»»
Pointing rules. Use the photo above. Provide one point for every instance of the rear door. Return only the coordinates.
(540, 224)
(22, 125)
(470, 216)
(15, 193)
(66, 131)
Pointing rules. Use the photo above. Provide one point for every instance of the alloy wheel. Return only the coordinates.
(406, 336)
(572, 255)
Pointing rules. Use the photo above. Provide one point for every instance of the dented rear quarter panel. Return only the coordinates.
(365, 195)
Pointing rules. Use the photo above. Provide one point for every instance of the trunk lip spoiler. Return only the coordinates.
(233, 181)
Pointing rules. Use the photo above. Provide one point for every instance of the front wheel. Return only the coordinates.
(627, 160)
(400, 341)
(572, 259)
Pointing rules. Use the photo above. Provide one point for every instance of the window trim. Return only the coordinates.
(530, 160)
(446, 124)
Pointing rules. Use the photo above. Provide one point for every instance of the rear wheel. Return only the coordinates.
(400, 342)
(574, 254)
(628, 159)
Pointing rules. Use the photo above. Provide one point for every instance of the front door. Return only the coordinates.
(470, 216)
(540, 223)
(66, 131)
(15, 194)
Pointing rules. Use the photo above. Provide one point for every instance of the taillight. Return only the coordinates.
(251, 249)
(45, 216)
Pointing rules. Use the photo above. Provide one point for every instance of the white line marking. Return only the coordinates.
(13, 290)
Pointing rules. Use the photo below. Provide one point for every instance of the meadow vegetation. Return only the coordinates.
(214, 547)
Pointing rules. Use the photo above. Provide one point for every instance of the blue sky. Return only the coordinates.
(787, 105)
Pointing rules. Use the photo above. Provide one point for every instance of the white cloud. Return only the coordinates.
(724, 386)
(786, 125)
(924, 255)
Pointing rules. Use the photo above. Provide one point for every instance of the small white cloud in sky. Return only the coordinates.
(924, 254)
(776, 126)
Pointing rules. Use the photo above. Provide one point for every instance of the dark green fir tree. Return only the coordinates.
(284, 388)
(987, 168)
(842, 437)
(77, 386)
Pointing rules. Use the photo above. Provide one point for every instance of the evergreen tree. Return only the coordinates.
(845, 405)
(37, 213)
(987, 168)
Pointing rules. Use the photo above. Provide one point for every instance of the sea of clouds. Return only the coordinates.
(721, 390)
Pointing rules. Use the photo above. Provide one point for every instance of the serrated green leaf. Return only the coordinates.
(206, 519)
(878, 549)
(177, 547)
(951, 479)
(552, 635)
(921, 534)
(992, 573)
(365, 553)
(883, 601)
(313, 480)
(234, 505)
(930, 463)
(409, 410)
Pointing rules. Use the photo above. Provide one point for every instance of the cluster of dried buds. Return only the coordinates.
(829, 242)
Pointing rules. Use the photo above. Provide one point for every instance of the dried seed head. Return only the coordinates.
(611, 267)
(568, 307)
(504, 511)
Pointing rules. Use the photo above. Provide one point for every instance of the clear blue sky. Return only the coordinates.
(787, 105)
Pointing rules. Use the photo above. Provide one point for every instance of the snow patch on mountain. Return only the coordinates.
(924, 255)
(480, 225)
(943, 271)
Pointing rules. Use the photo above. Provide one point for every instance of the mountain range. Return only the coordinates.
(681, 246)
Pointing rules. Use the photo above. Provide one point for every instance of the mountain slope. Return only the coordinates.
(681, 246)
««
Reproduce the records above exactly, character for character.

§ **ANSWER SPACE**
Pointing rules. Use the photo above. Provide one point for every instance of the rear door. Return only the coordinates.
(540, 224)
(22, 125)
(470, 216)
(15, 193)
(66, 131)
Pointing rules. Use the photo above. Provide one point for every instance of the alloy wheel. Return only the coordinates.
(406, 336)
(572, 255)
Pointing rules. Use the photo above. Provide one point for every instance of the dented rear quarter panel. Return only the coordinates.
(365, 195)
Pointing rules. Use the photo above. Provide one point for every instance of the trunk lip spoiler. Return only the coordinates.
(233, 181)
Pointing rules. Use the photo above. Provide one point for every instance of the front wheel. Return only the coordinates.
(627, 160)
(400, 341)
(572, 259)
Pointing rules. Use the photo above. Provide one point for every instance of the window trim. Return only the coordinates.
(530, 160)
(446, 124)
Pointing rules. Use the photo above. Provide one point for every instance of the rear wheel. Return only the coordinates.
(400, 342)
(574, 254)
(628, 159)
Pointing rules. Use the photo above. Provide one point for every instance of the front door. Return only the coordinates.
(470, 216)
(540, 223)
(66, 131)
(15, 194)
Pointing rules. Use the photo above. Provide one point for every instance of the taillight. Return only the coordinates.
(251, 249)
(45, 216)
Pointing rules. Use the photo above. Provide one point for every instance of the white line marking. Return only the coordinates.
(13, 290)
Pointing rules. Use the photo below. Provide one point for every instance of the meadow vegetation. Return only the coordinates.
(214, 547)
Pointing rules. Use the photo above. Provide one point for every instance of the blue sky. Return only the coordinates.
(787, 105)
Pointing rules. Use the photo above. Provide one point for every instance of the white cloud. Return only the coordinates.
(724, 386)
(786, 125)
(924, 255)
Pointing rules. Use the photo above. Provide one point for every instance of the small white cloud in sky. Return only the coordinates.
(924, 254)
(776, 126)
Pointing rules. Use the photo above. Provide one point for every instance of the dark green fir tree. Return only the coordinates.
(284, 388)
(987, 168)
(842, 437)
(77, 386)
Pointing rules. Use the photo above. Provide one point for every instance of the evergreen tree. Return only the coordinates.
(845, 405)
(37, 213)
(987, 168)
Pointing rules. Use the photo above. Provide one point for every instance of the sea of clouds. Return only the coordinates.
(721, 390)
Pointing rules. Use the photo above. Provide one point for every instance of the serrated green leaf. Return only the coordinates.
(206, 519)
(878, 549)
(177, 547)
(951, 479)
(552, 635)
(921, 534)
(992, 573)
(365, 553)
(883, 601)
(313, 480)
(234, 505)
(930, 463)
(409, 410)
Pointing rules. Use the photo above. Provide one point for every instance of the cluster of dried buds. Return only the coordinates.
(829, 242)
Pointing rules. Use the photo above. Provide one point for every instance of the dried seed head. Return only the coordinates.
(611, 267)
(568, 307)
(504, 511)
Pointing rules. Use the photo above. Provide one point for every instance of the clear blue sky. Return only the coordinates.
(787, 105)
Pointing rules. Use the photo above. Provide one point for every instance of the snow patch on mountain. Return only the coordinates.
(924, 255)
(480, 225)
(943, 271)
Pointing rules. Use the photo above. Provide one point for every instance of the mountain range. Return only the coordinates.
(681, 246)
Pointing rules. Use the photo above. Provide one point for every instance of the mountain slope. Return only the coordinates.
(681, 246)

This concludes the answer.